• **Exercises**
A. List the countries where the manufacturers of the metformin tablets named in the metformin study text are based, each country once.
B. Answer these questions from the metformin study text, with each answer on its own line and marked the same way as its question.
(i) Which Biopharmaceutics Classification System class is metformin placed in?
(ii) In the 2012 study by Olusola et al. on eight generic metformin products, how many met the criteria for BCS biowaiver?
(iii) From which company were cimetidine and potassium hydrogen phosphate purchased?
C. Continue the text on the bioavailability of generic metformin products from the point where it ends.

• **Passage**
BE of a generic product could be determined by either in vivo or in vitro studies. In vivo BE studies are frequently used to establish therapeutic equivalence, but this approach is usually expensive and more rigorous and may require clinical trial or study expertise.13In vitro dissolution profiles are proxies for establishing BE when the drug meets the criteria prescribed for a Biopharmaceutics Classification System (BCS) biowaiver.14 The BCS considers three major factors–dissolution, solubility and intestinal permeability–which influence the rate and extent of drug absorption from IR solid oral dosage forms.15 Metformin is highly soluble in water with poor permeability, and as such it is classified as a BCS class 3. It may enjoy a biowaiver if dissolution of 85% or more of the labelled amount of the active pharmaceutical ingredient (API) in both the generic and the innovator products is attainable within 15 min in standard dissolution media at pH 1.2, 4.5 and 6.8.14
An in vitro dissolution study on four generic products of metformin showed that none of the four brands of metformin tested met this requirement because the innovator product and two others did not achieve 85% dissolution in 15 min.16 In a similar study conducted by Olusola et al.17 in 2012 on eight generic products of metformin, only three met the criteria for BCS biowaiver after a physiochemical equivalence testing. Thus, using an in vitro dissolution profile as a surrogate for in vivo BE is still debatable as in vivo-in vitro correlation has not been established for metformin in most cases.16 Developing countries will benefit from generic products, unfortunately the resources for testing drug quality is limited. Thus, this study aimed to assess the bioavailability of generic formulations of metformin versus that of the innovator product.
Materials and methods
Materials
Metformin HCl was obtained from AK Scientific chemicals (United States), high-performance liquid chromatography (HPLC) grade acetonitrile and methanol were obtained from Scharlau® Chemicals (Spain). Cimetidine and potassium hydrogen phosphate were purchased from Sigma-Aldrich® Chemical Company (Germany). The innovator product of metformin (coded as A) and 13 other generic products of metformin tablets (coded as B, C, D, E, F, G, H, I, J, K, L, M and N) were purchased from retail pharmacies in Ile Ife, Ilesa and Ibadan South-West, Nigeria. All were IR tablets and the products’ manufacturers and their batch numbers are as follows: Merck Sante, France(50009, manufactured in July 2012); Hovid BDH, Malaysia (03-536 BD, manufactured in March 2013); Jiangsu Ruinian Pharm, China (111208, manufactured in December 2011); Fredun Pharmacutical, India (FT 362, manufactured in July 2012); NGC Plc, Nigeria (F0802, manufactured in June 2013); Medopharm, India (2G31, manufactured in July 2012); Drugfield Pharm., Nigeria (580302, manufactured in March 2011); Vitaphos Lab Ltd, Nigeria (V054, manufactured in August 2012); Rajat Pharmchem, India (RA 2001, manufactured in June 2012); Juhel Nig. Ltd, Nigeria (0015, manufactured in October 2012); Henan Topfond Ltd, China (120810740, manufactured in August 2012); Vapicare Pharm. India (FVU1201, manufactured in April 2012); Vapicare Pharm., India (EF21002, manufactured in October 2012); and Watson Global Pharm., Nigeria (20120801, manufactured in 2012).

• **Information provided**
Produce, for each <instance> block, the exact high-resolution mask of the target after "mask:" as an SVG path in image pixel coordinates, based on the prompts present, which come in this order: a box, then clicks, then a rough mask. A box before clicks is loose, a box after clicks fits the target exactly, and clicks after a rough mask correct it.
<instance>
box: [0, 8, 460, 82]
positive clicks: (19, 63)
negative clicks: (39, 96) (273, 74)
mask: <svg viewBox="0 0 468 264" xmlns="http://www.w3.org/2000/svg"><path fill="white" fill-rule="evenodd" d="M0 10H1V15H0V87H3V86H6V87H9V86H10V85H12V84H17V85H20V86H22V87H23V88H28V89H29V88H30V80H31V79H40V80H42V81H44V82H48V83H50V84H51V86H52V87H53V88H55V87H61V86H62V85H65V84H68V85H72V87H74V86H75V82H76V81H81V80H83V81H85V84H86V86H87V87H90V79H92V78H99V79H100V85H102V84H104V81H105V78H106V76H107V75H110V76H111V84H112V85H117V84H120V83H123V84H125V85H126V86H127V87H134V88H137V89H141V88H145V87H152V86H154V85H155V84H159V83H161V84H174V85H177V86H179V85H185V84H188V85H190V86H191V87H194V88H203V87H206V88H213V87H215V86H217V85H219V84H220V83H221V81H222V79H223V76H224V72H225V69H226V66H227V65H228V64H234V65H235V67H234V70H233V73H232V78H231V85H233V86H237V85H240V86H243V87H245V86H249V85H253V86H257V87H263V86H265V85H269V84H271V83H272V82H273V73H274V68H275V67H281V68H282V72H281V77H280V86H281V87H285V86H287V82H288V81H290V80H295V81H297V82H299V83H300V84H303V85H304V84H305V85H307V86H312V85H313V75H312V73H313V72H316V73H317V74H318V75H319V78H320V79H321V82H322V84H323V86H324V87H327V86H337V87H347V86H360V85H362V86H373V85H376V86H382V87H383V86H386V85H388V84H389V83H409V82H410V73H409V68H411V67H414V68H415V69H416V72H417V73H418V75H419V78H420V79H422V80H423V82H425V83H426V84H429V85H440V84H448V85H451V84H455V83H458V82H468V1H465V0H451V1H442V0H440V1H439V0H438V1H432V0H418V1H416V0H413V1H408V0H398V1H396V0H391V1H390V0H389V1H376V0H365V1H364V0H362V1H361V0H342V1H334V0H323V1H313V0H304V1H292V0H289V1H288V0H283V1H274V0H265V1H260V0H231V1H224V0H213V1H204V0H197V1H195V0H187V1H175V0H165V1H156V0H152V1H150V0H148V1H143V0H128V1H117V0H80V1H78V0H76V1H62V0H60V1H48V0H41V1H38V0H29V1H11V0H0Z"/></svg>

• **Responses per task**
A. France, Malaysia, China, India, Nigeria

B.
(i) BCS class 3
(ii) Three
(iii) Sigma-Aldrich® Chemical Company (Germany)

C.
Chemical assay and dissolution testing
Assay and in vitro BE comparison of the innovator and generic products of metformin were carried out as prescribed by the British Pharmacopeia (BP) 2013.18 The potency of metformin in each product was established using ultraviolet (UV) spectrophotometric techniques by measuring the absorbance of the stated solution of metformin at 232 nm, with A1 cm1% taken as 798. The dissolution system complied with the requirements in the Monographs of the United State Pharmacopoeia for the dissolution test for tablets.19 Potassium dihydrogen phosphate buffer (0.68% w/v) was adjusted with 1 M sodium hydroxide to pH 6.8. Samples for UV analysis were withdrawn at predetermined intervals over a period of 1 h and the dissolution profile of concentration versus time was plotted.
In vivo BE study design
Ethical approval for the study was given by the Institute of Public Health, Obafemi Awolowo University, Ile-Ife, Nigeria. Written informed consent was obtained from each voluntary subject before commencement of drug administration and sample collection. Healthy volunteers (n = 22) between the ages of 18 and 28 years-old, with body weight ranging from 45 to 75 kg, were recruited for the study. Each subject underwent a physical examination and medical history-taking, both conducted by a physician. After an overnight fast, the subjects were given a single oral dose of 500 mg metformin HCl tablet. Two products, consisting of a test product and a reference product, were administered to the subjects in a crossover fashion.
Study inclusion criteria included strict adherence to the following parameters: healthy adults; 18–45 years of age; non-smokers; not pregnant; and body mass index (BMI) between 18–32 kg/m2. Medically healthy was determined according to medical history and findings of physical examination. All study participants were required to provide voluntary written informed consent and show willingness and ability to fast overnight. Exclusion criteria included: history of renal impairment; pregnancy or lactation; recent significant blood donation; recent participation in similar studies (within 28 days); evidence of alcoholism or drug abuse, especially of drugs that could cause hypoglycaemic effect; and history of hypersensitivity to biguanides.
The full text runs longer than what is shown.